PROBLEM
Convert the records from the line containing "# target: flag on pole" through the line containing "253 105 L 251" into a numbered list, one line per item, omitting blank lines.
━━━━━ DATASET CONTENT
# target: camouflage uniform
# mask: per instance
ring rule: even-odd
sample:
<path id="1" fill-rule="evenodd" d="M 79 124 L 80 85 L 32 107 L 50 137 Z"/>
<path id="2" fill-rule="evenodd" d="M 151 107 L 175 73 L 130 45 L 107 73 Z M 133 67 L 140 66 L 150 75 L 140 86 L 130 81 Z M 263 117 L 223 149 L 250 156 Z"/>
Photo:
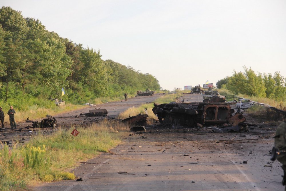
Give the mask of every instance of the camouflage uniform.
<path id="1" fill-rule="evenodd" d="M 2 128 L 4 128 L 4 118 L 5 118 L 5 115 L 4 115 L 4 112 L 2 111 L 2 108 L 0 107 L 0 108 L 1 109 L 1 111 L 0 111 L 0 120 L 1 120 L 1 124 L 2 125 Z M 2 128 L 0 128 L 0 129 L 1 129 Z"/>
<path id="2" fill-rule="evenodd" d="M 282 184 L 286 185 L 286 121 L 280 124 L 276 130 L 274 145 L 279 149 L 280 153 L 277 156 L 277 160 L 282 164 L 282 169 L 284 171 L 284 176 Z M 286 187 L 285 190 L 286 191 Z"/>
<path id="3" fill-rule="evenodd" d="M 8 111 L 7 113 L 9 115 L 9 120 L 10 121 L 10 126 L 11 129 L 13 129 L 13 127 L 15 129 L 16 128 L 16 123 L 15 122 L 15 117 L 14 117 L 14 114 L 16 113 L 15 110 L 13 108 Z"/>

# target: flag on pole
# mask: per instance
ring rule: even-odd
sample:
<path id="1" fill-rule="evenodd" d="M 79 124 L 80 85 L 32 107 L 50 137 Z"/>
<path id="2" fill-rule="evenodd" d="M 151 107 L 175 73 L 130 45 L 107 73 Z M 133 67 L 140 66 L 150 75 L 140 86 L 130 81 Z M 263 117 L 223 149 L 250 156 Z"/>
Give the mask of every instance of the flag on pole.
<path id="1" fill-rule="evenodd" d="M 65 94 L 65 90 L 63 89 L 63 88 L 61 88 L 61 96 L 62 96 L 63 95 Z"/>
<path id="2" fill-rule="evenodd" d="M 79 133 L 80 133 L 78 131 L 75 129 L 74 129 L 71 134 L 75 137 L 76 137 Z"/>

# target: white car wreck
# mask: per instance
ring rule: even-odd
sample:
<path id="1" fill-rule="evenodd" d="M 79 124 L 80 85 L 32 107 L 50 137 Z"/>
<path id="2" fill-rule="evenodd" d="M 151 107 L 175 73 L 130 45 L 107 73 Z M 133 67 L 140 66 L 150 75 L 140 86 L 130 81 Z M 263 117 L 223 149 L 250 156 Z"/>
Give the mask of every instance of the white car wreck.
<path id="1" fill-rule="evenodd" d="M 253 105 L 251 101 L 249 99 L 241 99 L 237 101 L 236 106 L 239 109 L 245 109 L 250 108 Z"/>

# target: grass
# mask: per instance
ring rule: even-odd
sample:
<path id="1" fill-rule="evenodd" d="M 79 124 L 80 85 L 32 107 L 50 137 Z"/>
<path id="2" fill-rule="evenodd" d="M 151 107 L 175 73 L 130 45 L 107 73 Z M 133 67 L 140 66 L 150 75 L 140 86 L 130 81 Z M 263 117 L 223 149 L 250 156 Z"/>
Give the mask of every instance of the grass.
<path id="1" fill-rule="evenodd" d="M 224 89 L 218 90 L 221 94 L 226 96 L 228 101 L 234 99 L 237 100 L 239 98 L 235 96 L 229 90 Z M 269 98 L 259 98 L 257 97 L 249 96 L 247 95 L 239 94 L 238 97 L 250 99 L 252 101 L 268 104 L 278 109 L 286 111 L 286 101 L 278 102 Z M 269 108 L 263 106 L 255 105 L 251 108 L 246 110 L 246 113 L 254 117 L 263 120 L 265 122 L 270 122 L 271 123 L 273 121 L 277 122 L 279 124 L 281 121 L 286 119 L 286 116 Z"/>
<path id="2" fill-rule="evenodd" d="M 14 144 L 11 147 L 1 144 L 0 190 L 26 189 L 39 181 L 74 179 L 67 170 L 78 162 L 108 152 L 129 129 L 125 124 L 105 121 L 77 128 L 80 133 L 76 137 L 71 136 L 72 130 L 59 128 L 48 136 L 38 131 L 25 145 Z"/>
<path id="3" fill-rule="evenodd" d="M 67 112 L 86 107 L 86 105 L 73 105 L 67 104 L 64 105 L 57 107 L 55 109 L 47 109 L 44 107 L 39 107 L 37 105 L 34 105 L 29 106 L 25 111 L 17 111 L 15 109 L 16 113 L 15 114 L 15 120 L 16 122 L 23 122 L 29 117 L 29 119 L 35 120 L 40 118 L 45 117 L 46 115 L 48 114 L 53 115 L 56 114 Z M 4 122 L 6 124 L 6 127 L 10 126 L 9 116 L 4 111 L 5 115 Z"/>
<path id="4" fill-rule="evenodd" d="M 238 99 L 234 96 L 233 93 L 227 90 L 221 89 L 217 90 L 221 94 L 226 96 L 228 101 L 233 100 L 234 99 L 237 100 Z M 241 94 L 239 94 L 237 96 L 240 97 L 250 99 L 252 101 L 256 102 L 268 104 L 278 109 L 286 111 L 286 101 L 278 102 L 267 98 L 259 98 L 257 97 L 249 96 Z"/>

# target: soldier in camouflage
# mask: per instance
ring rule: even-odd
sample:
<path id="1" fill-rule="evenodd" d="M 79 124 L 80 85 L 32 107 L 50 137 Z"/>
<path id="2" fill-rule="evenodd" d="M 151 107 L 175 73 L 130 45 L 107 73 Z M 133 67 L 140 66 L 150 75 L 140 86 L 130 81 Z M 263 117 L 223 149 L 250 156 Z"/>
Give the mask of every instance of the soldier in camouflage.
<path id="1" fill-rule="evenodd" d="M 13 109 L 13 106 L 11 105 L 8 113 L 8 114 L 9 115 L 9 119 L 10 121 L 10 126 L 11 129 L 13 129 L 13 127 L 16 128 L 16 123 L 15 122 L 15 117 L 14 117 L 14 115 L 16 113 L 15 110 Z"/>
<path id="2" fill-rule="evenodd" d="M 277 160 L 282 164 L 282 169 L 284 176 L 282 184 L 286 185 L 286 121 L 283 122 L 277 127 L 275 133 L 274 145 L 278 149 Z M 285 190 L 286 191 L 286 187 Z"/>
<path id="3" fill-rule="evenodd" d="M 2 128 L 0 128 L 0 130 L 2 130 L 2 129 L 4 128 L 4 118 L 5 117 L 5 115 L 4 115 L 4 112 L 2 111 L 2 108 L 0 107 L 0 120 L 1 120 L 1 124 L 2 125 Z"/>

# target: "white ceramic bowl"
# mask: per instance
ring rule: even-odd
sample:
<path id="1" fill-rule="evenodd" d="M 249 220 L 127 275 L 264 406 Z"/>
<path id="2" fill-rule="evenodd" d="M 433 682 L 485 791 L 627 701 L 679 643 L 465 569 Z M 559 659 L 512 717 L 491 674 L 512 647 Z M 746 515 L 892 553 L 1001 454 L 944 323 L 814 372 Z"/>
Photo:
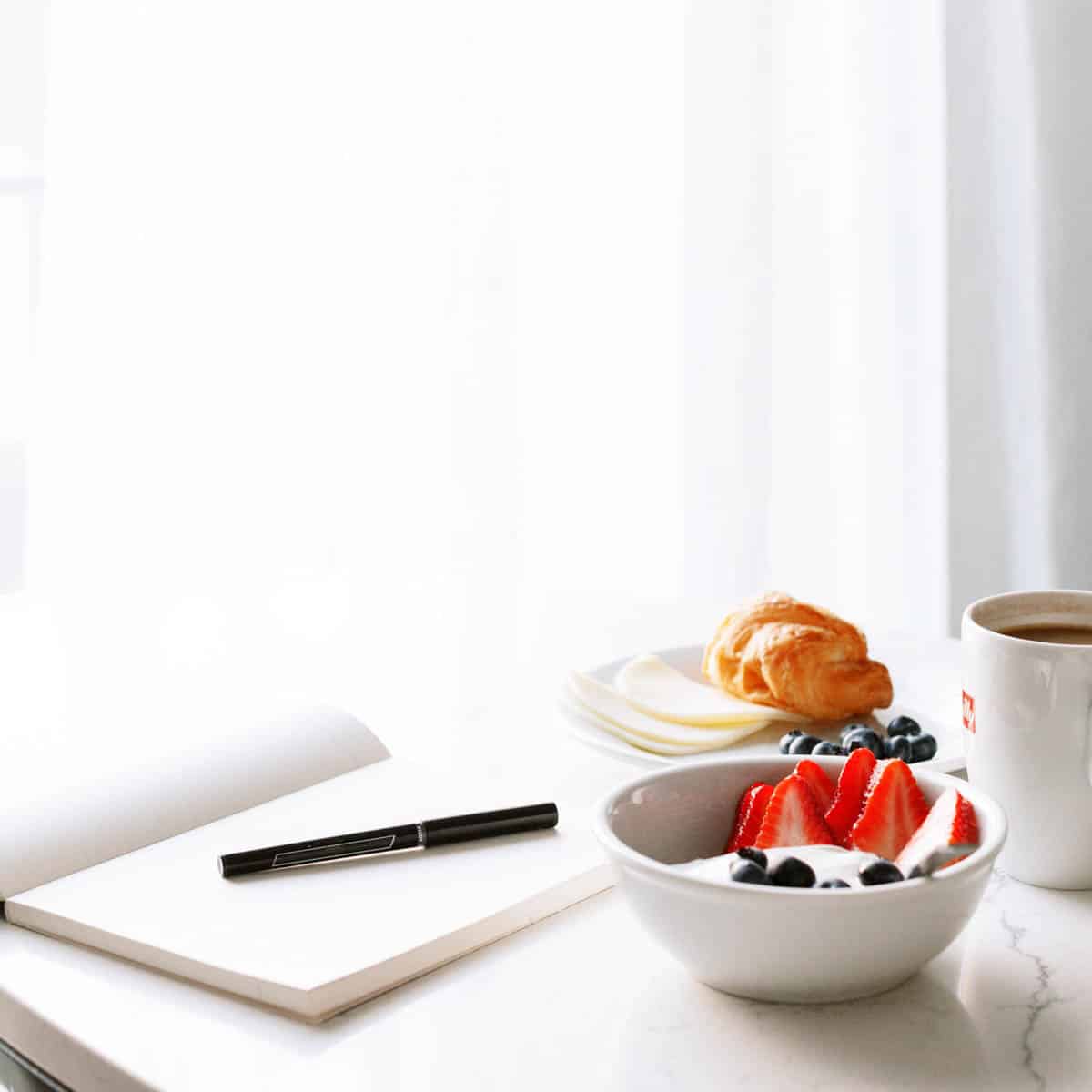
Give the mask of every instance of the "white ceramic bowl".
<path id="1" fill-rule="evenodd" d="M 974 805 L 971 856 L 933 879 L 820 890 L 720 885 L 672 864 L 721 853 L 739 794 L 775 784 L 798 756 L 717 759 L 627 782 L 595 812 L 595 831 L 642 925 L 699 981 L 770 1001 L 841 1001 L 904 982 L 974 913 L 1005 842 L 1005 812 L 981 788 L 914 770 L 931 804 L 953 786 Z M 818 758 L 836 779 L 842 758 Z"/>

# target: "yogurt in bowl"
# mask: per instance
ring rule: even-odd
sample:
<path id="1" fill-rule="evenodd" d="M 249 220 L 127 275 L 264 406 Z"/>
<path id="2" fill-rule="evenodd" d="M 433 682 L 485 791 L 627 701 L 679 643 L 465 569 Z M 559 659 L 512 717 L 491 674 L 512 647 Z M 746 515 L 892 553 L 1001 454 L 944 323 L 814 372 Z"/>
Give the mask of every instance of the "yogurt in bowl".
<path id="1" fill-rule="evenodd" d="M 596 834 L 642 925 L 701 982 L 743 997 L 795 1002 L 890 989 L 938 956 L 974 913 L 1005 842 L 1005 814 L 974 785 L 915 771 L 929 805 L 950 787 L 973 804 L 980 844 L 963 860 L 934 878 L 848 891 L 733 882 L 731 862 L 719 858 L 736 802 L 756 781 L 775 784 L 797 761 L 724 758 L 646 774 L 600 803 Z M 815 761 L 836 780 L 845 760 Z M 773 863 L 781 854 L 810 857 L 818 850 L 839 869 L 859 868 L 859 858 L 852 865 L 832 847 L 765 852 Z M 823 864 L 812 867 L 820 880 L 829 878 Z"/>
<path id="2" fill-rule="evenodd" d="M 775 868 L 787 857 L 795 857 L 811 867 L 816 874 L 816 880 L 842 880 L 851 888 L 864 887 L 860 882 L 860 869 L 870 865 L 874 860 L 881 858 L 875 853 L 865 850 L 843 850 L 840 845 L 791 845 L 776 846 L 763 851 L 770 863 L 770 868 Z M 732 866 L 743 858 L 738 853 L 721 853 L 715 857 L 698 857 L 696 860 L 688 860 L 681 865 L 672 867 L 680 876 L 691 876 L 695 879 L 705 880 L 708 883 L 732 883 Z"/>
━━━━━━━━━━
RESPONSE TO THE EXERCISE
1. # target: flag on pole
2. # mask: per instance
3. ring rule: even-odd
4. sample:
5. <path id="1" fill-rule="evenodd" d="M 79 124 L 80 85 L 32 107 L 50 137 Z"/>
6. <path id="2" fill-rule="evenodd" d="M 151 107 L 175 73 L 130 45 L 107 73 Z M 133 67 L 140 66 L 150 75 L 140 86 L 130 81 Z M 263 117 L 223 149 L 250 156 Z"/>
7. Give the mask of every instance of the flag on pole.
8. <path id="1" fill-rule="evenodd" d="M 65 94 L 65 90 L 63 89 L 63 88 L 61 88 L 61 96 L 62 96 L 63 95 Z"/>
9. <path id="2" fill-rule="evenodd" d="M 79 133 L 80 133 L 78 131 L 75 129 L 74 129 L 71 134 L 75 137 L 76 137 Z"/>
10. # target: white car wreck
11. # mask: per instance
12. ring rule: even-odd
13. sample:
14. <path id="1" fill-rule="evenodd" d="M 79 124 L 80 85 L 32 107 L 50 137 Z"/>
15. <path id="2" fill-rule="evenodd" d="M 151 107 L 175 73 L 130 45 L 107 73 Z M 133 67 L 140 66 L 150 75 L 140 86 L 130 81 Z M 263 117 L 223 149 L 250 156 Z"/>
16. Give the mask of every instance of the white car wreck.
17. <path id="1" fill-rule="evenodd" d="M 253 105 L 251 101 L 249 99 L 241 99 L 237 101 L 236 106 L 239 109 L 245 109 L 250 108 Z"/>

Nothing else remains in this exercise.